## Directions
Copy out the passage of the Spark on Kubernetes scheduler thread between "On Wed, Jun 23, 2021 at 6:54" and "preemption/reclaim and so on.", inclusive.

## Source excerpt
** BEGIN **

Re: Spark on Kubernetes scheduler variety

John Zhuge Thu, 24 Jun 2021 01:06:34 -0700

Thanks Klaus! I am interested in more details.

On Wed, Jun 23, 2021 at 6:54 PM Klaus Ma <klaus1982...@gmail.com> wrote:


> Hi team,
>
> I'm kube-batch/Volcano founder, and I'm excited to hear that the spark
> community also has such requirements :)
>
> Volcano provides several features for batch workload, e.g. fair-share,
> queue, reservation, preemption/reclaim and so on.
> It has been used in several product environments with Spark; if necessary,
> I can give an overall introduction about Volcano's features and those use
> cases :)
>
> -- Klaus
>
> On Wed, Jun 23, 2021 at 11:26 PM Mich Talebzadeh <
> mich.talebza...@gmail.com> wrote:
>
>>
>>
>> Please allow me to be diverse and express a different point of view on
>> this roadmap.
>>
>>
>> I believe from a technical point of view spending time and effort plus
>> talent on batch scheduling on Kubernetes could be rewarding. However, if I
>> may say I doubt whether such an approach and the so-called democratization
>> of Spark on whatever platform is really should be of great focus.
>>
>> Having worked on Google Dataproc <https://cloud.google.com/dataproc> (A fully
>> managed and highly scalable service for running Apache Spark, Hadoop and
>> more recently other artefacts) for that past two years, and Spark on
>> Kubernetes on-premise, I have come to the conclusion that Spark is not a
>> beast that that one can fully commoditize it much like one can do with
>> Zookeeper, Kafka etc. There is always a struggle to make some niche areas
>> of Spark like Spark Structured Streaming (SSS) work seamlessly and
>> effortlessly on these commercial platforms with whatever as a Service.
>>
>>
>> Moreover, Spark (and I stand corrected) from the ground up has already a
>> lot of resiliency and redundancy built in. It is truly an enterprise class
>> product (requires enterprise class support) that will be difficult to
>> commoditize with Kubernetes and expect the same performance. After all,
>> Kubernetes is aimed at efficient resource sharing and potential cost saving
>> for the mass market. In short I can see commercial enterprises will work on
>> these platforms ,but may be the great talents on dev team should focus on
>> stuff like the perceived limitation of SSS in dealing with chain of
>> aggregation( if I am correct it is not yet supported on streaming datasets)

** END **

[Object location annotation data]
** BEGIN **

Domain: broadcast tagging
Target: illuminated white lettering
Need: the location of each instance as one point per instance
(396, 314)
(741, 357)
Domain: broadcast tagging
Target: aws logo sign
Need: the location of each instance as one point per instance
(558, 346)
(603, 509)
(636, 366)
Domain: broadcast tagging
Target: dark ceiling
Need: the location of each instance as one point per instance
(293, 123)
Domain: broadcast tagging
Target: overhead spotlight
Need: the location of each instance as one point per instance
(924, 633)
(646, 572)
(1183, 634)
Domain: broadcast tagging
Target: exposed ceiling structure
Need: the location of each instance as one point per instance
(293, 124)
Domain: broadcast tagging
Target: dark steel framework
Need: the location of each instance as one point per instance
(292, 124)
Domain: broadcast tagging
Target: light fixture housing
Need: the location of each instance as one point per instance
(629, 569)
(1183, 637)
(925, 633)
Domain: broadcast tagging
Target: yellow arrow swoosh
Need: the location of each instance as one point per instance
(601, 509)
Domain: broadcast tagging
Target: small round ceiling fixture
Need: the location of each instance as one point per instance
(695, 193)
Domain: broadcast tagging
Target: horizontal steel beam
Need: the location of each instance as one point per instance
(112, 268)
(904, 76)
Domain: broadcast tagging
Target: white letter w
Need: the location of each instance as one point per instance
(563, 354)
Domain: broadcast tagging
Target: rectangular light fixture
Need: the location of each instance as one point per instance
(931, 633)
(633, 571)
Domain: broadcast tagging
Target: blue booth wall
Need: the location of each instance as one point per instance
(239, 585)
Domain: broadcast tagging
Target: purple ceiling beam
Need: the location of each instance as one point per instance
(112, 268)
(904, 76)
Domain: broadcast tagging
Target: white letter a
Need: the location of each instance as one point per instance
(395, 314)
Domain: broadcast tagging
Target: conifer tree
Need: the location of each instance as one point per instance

** END **

## Output of the exercise
On Wed, Jun 23, 2021 at 6:54 PM Klaus Ma <klaus1982...@gmail.com> wrote:


> Hi team,
>
> I'm kube-batch/Volcano founder, and I'm excited to hear that the spark
> community also has such requirements :)
>
> Volcano provides several features for batch workload, e.g. fair-share,
> queue, reservation, preemption/reclaim and so on.